- [WHAT NEEDS TO BE DONE] Reproduce the Caesar dressing recipe post below word for word, in its entirety.

July 2014 archive

Paul’s Caesar Dressing

It’s the time of year when the lettuce keeps coming from the garden. So this recipe is perfect now and all year long. It’s delicious! The Parmesan cheese adds just the right amount of salty flavor. Thanks Paul for sharing this recipe with us!

Caesar Salad

From Paul’s email: I love the blog! The way you and the girls participate in activities together is awesome! That (Caesar) salad looks great, but where’s the recipe? I have a good one I make in bulk and just pour over Romaine and toss with Parmesan as desired. It easily stays fresh for a couple weeks but is generally gone long before that. Honestly, I’ve never had a batch go bad. 

 Caesar Salad

Paul’s Caesar Dressing
Serves 12

  1. 1/2 cup extra virgin olive oil
  2. 2 tablespoon lemon juice
  3. 2 cloves garlic
  4. 1 ½ teaspoon Worcestershire sauce
  5. 1 teaspoon Dijon mustard
  6. 1 teaspoon ground black pepper
  7. ½ teaspoon hot pepper sauce
  8. Parmesan cheese
  1. Whirl all ingredients in a food processor or blender until garlic is minced and mixing is complete ( about 30 seconds).
  2. Toss dressing with the leaves from 2 heads of romaine lettuce, or less if you wish. Add 1 cup Parmesan cheese and re-toss. Enjoy!

- [DATASET EXTRACT]

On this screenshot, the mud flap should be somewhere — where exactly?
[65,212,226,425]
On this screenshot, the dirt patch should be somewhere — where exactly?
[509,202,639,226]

- [TASK RESPONSE]
July 2014 archive

Paul’s Caesar Dressing

It’s the time of year when the lettuce keeps coming from the garden. So this recipe is perfect now and all year long. It’s delicious! The Parmesan cheese adds just the right amount of salty flavor. Thanks Paul for sharing this recipe with us!

Caesar Salad

From Paul’s email: I love the blog! The way you and the girls participate in activities together is awesome! That (Caesar) salad looks great, but where’s the recipe? I have a good one I make in bulk and just pour over Romaine and toss with Parmesan as desired. It easily stays fresh for a couple weeks but is generally gone long before that. Honestly, I’ve never had a batch go bad. 

 Caesar Salad

Paul’s Caesar Dressing
Serves 12

  1. 1/2 cup extra virgin olive oil
  2. 2 tablespoon lemon juice
  3. 2 cloves garlic
  4. 1 ½ teaspoon Worcestershire sauce
  5. 1 teaspoon Dijon mustard
  6. 1 teaspoon ground black pepper
  7. ½ teaspoon hot pepper sauce
  8. Parmesan cheese
  1. Whirl all ingredients in a food processor or blender until garlic is minced and mixing is complete ( about 30 seconds).
  2. Toss dressing with the leaves from 2 heads of romaine lettuce, or less if you wish. Add 1 cup Parmesan cheese and re-toss. Enjoy!